Text passage –

I, the founder and self-proclaimed Mayor of VocabularyCity, have – like the rest of you – a mother. More precisely, I had a mother. She passed on a few years ago at the age of 85.
She was a wonderful mom: bright, verbal, loving, and proud of her sons’ grammar. Yes, that’s true. She was proud of how we spoke and how we used the language. We use to have great conversations on so many subjects.
However, there was a flip side. She really disliked poor grammar and would helpfully correct people when they misused words or didn’t properly conjugate.
If I started a sentence with “like” or if I confused “me” and “I”, there was nobody more reliable or faster at providing feedback than my Mom. At times, she would read my website and send me lists of poorly punctuated or corrected sentences. Once, to my horror, she discovered on the front page of the site, a misplaced apostrophe in “its.” I still burn with shame at the thought.
When friends of mine said that “George had played good,” she would help them out with a friendly correction and discuss how the rules work.
Sometimes even new acquaintances or strangers would find her donating her time and energy to correcting their grammar. Fortunately, she never really mastered the web or or she might have become a “grammar-troll” in her campaign to improve the world’s grammar.
She was a big fan of the “On Language” column by William Safire and of the New York Times Magazine. So, it was fitting that today, on Mother’s Day, the digital fates fed me a TED talk by Mary Norris, a proofreader at the New Yorker.
And in honor of my mom, I will today indulge my inner word nerd.
BTW, “word nerd” in my family would have been known as a “hig pig.” The question would have been: “What is a hig pig for a person who is very particular about vocabulary?”
My Mom would have loved Mary Norris. I love Mary Norris although I only heard her talk for 10 minutes. Mary Norris’ professional mission – she says as she starts her Ted talk – for the last 30 years was to be invisible. She works for The New Yorker as a copywriter trying to systematically assure compliance to The New Yorker House Style.
It’s her job to make sure that “The teen-ager’s naïveté as to what people might do for four hundred thousand dollars” is written exactly that way so that readers know they are reading The New Yorker.
To be specific, The New Yorker style guide maintains the old-fashioned use of the hyphen in “teen-age.” It maintains the old-fashioned use of the accents over the “i” and “e” in “naïveté.” And large numbers, such as $400,000, are written out in text at The New Yorker despite the fact that everyone else has shifted to the more readable numerals.

Supplied material –

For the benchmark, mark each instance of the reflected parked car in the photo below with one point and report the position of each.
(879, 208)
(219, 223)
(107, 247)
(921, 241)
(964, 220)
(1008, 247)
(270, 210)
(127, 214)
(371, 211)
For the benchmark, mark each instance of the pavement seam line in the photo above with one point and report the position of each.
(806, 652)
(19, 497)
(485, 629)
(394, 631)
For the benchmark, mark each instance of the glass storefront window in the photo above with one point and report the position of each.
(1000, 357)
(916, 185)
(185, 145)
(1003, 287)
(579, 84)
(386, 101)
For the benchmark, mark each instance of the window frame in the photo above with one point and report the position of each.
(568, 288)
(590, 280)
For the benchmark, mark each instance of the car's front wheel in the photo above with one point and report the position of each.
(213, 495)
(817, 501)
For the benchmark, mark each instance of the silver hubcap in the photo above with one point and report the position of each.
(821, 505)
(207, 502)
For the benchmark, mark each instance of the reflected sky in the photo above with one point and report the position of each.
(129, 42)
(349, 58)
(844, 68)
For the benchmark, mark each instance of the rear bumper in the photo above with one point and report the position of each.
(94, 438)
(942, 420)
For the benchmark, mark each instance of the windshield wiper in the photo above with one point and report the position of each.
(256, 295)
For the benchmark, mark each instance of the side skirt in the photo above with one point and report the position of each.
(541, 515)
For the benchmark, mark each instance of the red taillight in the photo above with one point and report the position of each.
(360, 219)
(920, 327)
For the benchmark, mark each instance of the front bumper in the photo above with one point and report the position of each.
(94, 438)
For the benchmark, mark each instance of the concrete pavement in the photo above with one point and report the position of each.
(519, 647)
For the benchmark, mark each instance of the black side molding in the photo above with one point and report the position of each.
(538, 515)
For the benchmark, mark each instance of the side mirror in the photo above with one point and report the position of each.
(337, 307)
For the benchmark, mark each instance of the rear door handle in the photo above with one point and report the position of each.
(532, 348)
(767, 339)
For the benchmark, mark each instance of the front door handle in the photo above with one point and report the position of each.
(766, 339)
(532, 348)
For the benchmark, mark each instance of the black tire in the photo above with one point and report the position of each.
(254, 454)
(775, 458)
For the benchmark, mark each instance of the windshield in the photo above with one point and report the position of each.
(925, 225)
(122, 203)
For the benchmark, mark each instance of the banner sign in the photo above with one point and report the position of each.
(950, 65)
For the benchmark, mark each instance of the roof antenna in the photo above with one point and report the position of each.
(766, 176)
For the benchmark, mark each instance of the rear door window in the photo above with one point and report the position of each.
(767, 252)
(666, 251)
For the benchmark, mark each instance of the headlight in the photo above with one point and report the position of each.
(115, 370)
==
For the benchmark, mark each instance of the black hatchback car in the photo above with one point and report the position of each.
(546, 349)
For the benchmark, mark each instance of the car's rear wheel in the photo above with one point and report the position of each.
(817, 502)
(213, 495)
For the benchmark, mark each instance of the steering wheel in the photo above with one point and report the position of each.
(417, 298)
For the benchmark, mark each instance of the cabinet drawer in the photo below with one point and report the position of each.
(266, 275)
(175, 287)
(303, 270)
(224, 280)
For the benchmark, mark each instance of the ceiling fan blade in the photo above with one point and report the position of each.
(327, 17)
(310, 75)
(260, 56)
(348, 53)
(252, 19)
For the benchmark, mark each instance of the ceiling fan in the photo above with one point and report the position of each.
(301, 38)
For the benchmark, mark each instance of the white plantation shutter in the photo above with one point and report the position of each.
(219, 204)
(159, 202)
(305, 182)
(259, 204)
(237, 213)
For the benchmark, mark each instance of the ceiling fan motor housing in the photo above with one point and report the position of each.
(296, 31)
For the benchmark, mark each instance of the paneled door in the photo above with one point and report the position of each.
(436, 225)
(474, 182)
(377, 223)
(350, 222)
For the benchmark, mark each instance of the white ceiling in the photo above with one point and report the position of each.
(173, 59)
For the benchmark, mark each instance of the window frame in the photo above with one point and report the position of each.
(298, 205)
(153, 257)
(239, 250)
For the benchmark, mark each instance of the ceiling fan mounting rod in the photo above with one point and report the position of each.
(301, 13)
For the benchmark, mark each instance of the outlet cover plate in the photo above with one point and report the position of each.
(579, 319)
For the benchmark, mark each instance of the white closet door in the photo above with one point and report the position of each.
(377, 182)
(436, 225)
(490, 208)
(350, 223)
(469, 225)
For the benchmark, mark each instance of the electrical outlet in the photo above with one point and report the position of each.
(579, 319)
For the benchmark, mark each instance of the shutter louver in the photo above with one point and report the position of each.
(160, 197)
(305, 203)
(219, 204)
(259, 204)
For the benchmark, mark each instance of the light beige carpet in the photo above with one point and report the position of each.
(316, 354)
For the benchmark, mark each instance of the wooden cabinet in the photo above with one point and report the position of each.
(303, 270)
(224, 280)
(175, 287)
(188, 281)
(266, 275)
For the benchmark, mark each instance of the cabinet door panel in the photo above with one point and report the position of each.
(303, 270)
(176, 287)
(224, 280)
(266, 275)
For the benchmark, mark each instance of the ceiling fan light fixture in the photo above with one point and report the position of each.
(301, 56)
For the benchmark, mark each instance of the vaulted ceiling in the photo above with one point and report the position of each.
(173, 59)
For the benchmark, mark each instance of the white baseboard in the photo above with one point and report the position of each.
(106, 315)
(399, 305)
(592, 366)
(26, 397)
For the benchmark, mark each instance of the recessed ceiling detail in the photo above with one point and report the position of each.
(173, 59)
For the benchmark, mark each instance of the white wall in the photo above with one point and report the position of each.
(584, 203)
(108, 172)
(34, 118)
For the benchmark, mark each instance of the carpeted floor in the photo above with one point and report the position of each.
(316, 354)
--
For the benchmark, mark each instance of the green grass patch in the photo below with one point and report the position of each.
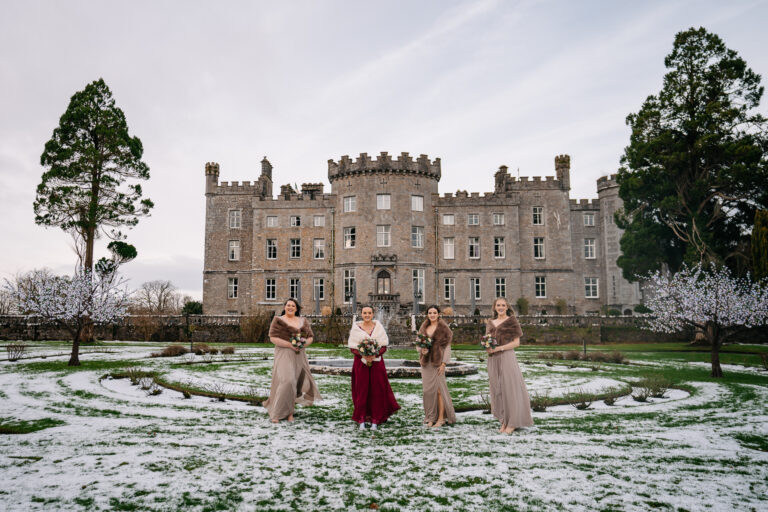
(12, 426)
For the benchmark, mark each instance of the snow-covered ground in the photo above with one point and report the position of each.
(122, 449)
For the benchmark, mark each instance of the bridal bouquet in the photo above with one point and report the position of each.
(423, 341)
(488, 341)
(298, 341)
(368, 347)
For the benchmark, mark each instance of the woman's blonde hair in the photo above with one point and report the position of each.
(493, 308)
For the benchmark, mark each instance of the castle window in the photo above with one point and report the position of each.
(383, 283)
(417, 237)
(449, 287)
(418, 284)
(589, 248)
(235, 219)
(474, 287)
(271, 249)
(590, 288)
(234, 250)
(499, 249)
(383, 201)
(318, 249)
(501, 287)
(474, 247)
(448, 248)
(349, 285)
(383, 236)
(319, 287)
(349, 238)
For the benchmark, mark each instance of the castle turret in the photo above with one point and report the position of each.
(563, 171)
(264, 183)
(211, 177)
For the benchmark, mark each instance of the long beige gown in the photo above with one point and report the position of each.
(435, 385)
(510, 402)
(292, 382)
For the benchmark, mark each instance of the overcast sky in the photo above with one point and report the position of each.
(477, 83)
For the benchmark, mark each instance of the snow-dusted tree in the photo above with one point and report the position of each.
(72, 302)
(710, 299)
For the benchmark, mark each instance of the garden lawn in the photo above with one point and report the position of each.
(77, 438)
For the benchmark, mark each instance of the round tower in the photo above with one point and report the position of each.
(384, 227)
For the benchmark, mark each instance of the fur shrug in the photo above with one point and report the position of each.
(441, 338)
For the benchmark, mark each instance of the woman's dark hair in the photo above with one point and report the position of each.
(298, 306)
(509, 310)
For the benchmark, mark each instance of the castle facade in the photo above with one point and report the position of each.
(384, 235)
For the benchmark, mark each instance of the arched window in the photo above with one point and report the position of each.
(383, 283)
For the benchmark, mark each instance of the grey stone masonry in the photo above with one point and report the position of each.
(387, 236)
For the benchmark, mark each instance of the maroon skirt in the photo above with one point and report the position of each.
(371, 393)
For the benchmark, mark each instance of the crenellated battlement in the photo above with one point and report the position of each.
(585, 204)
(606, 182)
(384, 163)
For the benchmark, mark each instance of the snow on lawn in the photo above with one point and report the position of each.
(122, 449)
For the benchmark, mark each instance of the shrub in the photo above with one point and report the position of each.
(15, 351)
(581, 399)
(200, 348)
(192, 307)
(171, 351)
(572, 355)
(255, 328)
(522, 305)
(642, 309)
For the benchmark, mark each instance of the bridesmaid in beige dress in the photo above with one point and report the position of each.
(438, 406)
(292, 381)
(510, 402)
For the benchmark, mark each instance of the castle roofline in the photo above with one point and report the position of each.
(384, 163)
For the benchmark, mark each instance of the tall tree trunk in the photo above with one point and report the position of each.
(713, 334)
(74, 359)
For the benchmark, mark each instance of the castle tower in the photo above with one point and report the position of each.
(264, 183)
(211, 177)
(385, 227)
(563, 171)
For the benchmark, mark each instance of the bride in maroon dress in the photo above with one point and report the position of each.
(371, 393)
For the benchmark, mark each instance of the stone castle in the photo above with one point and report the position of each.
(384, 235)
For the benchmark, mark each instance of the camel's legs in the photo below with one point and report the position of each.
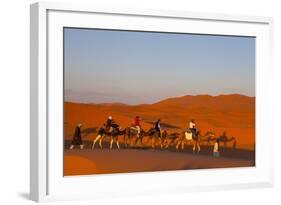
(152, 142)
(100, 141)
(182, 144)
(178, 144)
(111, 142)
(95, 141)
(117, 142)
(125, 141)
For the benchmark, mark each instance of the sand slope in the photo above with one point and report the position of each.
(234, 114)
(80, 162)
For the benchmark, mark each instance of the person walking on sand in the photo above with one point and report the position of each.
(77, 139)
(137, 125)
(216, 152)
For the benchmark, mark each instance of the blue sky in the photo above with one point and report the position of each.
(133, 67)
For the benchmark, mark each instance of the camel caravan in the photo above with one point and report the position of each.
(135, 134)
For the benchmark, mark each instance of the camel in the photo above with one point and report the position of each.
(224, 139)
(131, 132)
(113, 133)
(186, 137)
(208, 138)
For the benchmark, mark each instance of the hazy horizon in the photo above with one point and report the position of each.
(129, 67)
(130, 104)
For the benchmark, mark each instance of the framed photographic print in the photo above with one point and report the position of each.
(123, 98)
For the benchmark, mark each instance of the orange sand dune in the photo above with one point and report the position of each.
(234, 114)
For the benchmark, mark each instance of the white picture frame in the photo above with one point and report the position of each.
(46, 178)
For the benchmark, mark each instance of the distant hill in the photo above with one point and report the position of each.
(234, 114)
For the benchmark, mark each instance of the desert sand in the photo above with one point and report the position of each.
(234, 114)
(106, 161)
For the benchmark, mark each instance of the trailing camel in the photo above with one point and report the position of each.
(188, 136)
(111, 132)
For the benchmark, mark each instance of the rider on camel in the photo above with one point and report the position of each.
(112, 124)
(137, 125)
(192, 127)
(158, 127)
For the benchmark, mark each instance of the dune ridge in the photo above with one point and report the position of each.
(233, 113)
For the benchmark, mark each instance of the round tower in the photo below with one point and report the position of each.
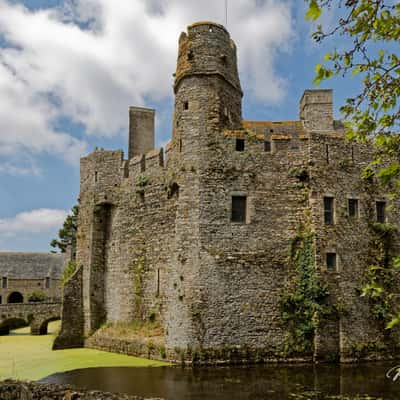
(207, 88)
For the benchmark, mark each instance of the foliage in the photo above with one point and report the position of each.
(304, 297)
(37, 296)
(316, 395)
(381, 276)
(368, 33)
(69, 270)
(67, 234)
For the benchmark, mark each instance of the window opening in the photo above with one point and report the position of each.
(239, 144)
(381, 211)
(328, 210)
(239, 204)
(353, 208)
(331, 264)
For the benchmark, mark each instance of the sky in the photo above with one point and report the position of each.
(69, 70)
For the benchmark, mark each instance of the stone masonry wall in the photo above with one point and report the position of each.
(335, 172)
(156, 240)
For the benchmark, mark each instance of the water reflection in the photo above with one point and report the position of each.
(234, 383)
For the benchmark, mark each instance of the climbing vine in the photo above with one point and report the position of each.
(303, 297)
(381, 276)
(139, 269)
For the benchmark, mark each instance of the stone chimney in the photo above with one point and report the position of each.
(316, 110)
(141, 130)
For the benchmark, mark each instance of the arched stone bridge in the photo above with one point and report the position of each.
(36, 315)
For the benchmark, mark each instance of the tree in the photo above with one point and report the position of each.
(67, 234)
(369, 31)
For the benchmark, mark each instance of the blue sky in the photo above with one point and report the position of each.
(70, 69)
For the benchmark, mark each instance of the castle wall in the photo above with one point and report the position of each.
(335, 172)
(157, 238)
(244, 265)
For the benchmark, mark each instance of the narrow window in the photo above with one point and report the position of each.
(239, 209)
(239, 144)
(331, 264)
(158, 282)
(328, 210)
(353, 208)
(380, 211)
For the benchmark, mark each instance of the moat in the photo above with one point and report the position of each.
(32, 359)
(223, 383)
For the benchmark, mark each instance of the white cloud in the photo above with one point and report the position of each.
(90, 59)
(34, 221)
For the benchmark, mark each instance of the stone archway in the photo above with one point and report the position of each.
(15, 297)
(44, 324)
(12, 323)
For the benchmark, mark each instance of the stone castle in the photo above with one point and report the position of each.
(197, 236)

What you will do –
• 1. Write out the passage of the grammar essay above that begins at the words "When friends of" and ends after "at the New Yorker.", character for character.
• 2. Select each line of the records that contains the string "woman", matching case exactly, and copy those lines as they appear.

Final results –
• 1.
When friends of mine said that “George had played good,” she would help them out with a friendly correction and discuss how the rules work.
Sometimes even new acquaintances or strangers would find her donating her time and energy to correcting their grammar. Fortunately, she never really mastered the web or or she might have become a “grammar-troll” in her campaign to improve the world’s grammar.
She was a big fan of the “On Language” column by William Safire and of the New York Times Magazine. So, it was fitting that today, on Mother’s Day, the digital fates fed me a TED talk by Mary Norris, a proofreader at the New Yorker.

• 2.
For the benchmark, mark each instance of the woman's blonde hair in the photo above with one point and report the position of each.
For the benchmark, mark each instance of the woman's dark hair in the photo above with one point and report the position of each.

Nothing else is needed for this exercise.